Ack!!! My camera stopped taking pictures after the first 3 shots!!!

(Yes, I know. The graphic is for computers, smartphones and tablets, but every camera manufacturer shows buffering differently.)

This usually happens because of a few factors:

  • Your camera’s (small) buffer got full
    • A buffer is the temporary storage in your camera before it writes to your storage card.
    • Most cameras have small buffers since including a large buffer increases the cost of the camera.
    • You might be able to empty this faster with a faster storage card (see below)
  • Your camera couldn’t empty its buffer fast enough
    • There is not much you can do about this except maybe try a faster storage card (see below)
  • Your storage card was too slow
    • Most inexpensive storage cards are slow (that’s one reason why they are so cheap). If it doesn’t say 40MB/sec or 95MB/sec, then it is really slow — fine for a snapshot here or there, but not for continuous FPS.

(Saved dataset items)
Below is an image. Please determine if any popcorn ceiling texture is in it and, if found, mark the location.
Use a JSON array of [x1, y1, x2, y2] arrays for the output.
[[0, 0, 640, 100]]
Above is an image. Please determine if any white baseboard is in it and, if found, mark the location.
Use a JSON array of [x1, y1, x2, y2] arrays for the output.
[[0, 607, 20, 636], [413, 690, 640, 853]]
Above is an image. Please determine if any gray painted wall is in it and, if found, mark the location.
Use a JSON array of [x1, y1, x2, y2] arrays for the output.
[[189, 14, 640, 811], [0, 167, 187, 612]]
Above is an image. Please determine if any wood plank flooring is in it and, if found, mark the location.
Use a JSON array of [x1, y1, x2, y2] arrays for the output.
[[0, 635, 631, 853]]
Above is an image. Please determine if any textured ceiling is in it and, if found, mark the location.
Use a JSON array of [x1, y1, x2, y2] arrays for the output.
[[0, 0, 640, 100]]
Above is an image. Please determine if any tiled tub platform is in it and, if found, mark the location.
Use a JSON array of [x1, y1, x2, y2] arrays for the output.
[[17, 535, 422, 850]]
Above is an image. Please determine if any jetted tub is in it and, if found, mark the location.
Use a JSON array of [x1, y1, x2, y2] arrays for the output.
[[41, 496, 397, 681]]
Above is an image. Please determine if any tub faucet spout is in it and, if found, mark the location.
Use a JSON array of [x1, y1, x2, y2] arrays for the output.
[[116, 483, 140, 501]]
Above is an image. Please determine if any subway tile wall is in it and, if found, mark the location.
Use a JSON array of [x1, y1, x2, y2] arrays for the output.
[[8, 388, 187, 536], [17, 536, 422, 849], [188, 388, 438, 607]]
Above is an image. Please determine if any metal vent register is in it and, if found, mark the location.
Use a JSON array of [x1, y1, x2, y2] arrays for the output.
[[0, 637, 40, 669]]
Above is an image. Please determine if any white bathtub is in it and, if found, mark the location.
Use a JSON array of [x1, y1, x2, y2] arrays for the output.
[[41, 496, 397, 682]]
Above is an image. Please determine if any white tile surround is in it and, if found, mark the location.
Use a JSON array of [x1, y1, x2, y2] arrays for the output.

» **Tasks to carry out**
(a) According to the passage on camera buffering, why do most cameras have small buffers?
(b) Pick up the passage on camera buffering after its last sentence and keep writing it.

» **Task responses**
(a) Including a large buffer increases the cost of the camera.

(b)
    • Keep in mind that many cameras can’t use the fastest cards, so check your camera’s specs
  • You are taking RAW files
    • These files are often around 5x larger than JPEGs. That puts a significant challenge to your camera

Some solutions are:

XT1 vs 7D vs 1DX

  • Cameras with bigger, faster buffers
    • These are expensive like the Canon 7D, 7D Mark II, 1D X and their Nikon counterparts.
    • And not only are these expensive, they are large and heavy which is why many manufacturers are moving to supporting faster SD cards.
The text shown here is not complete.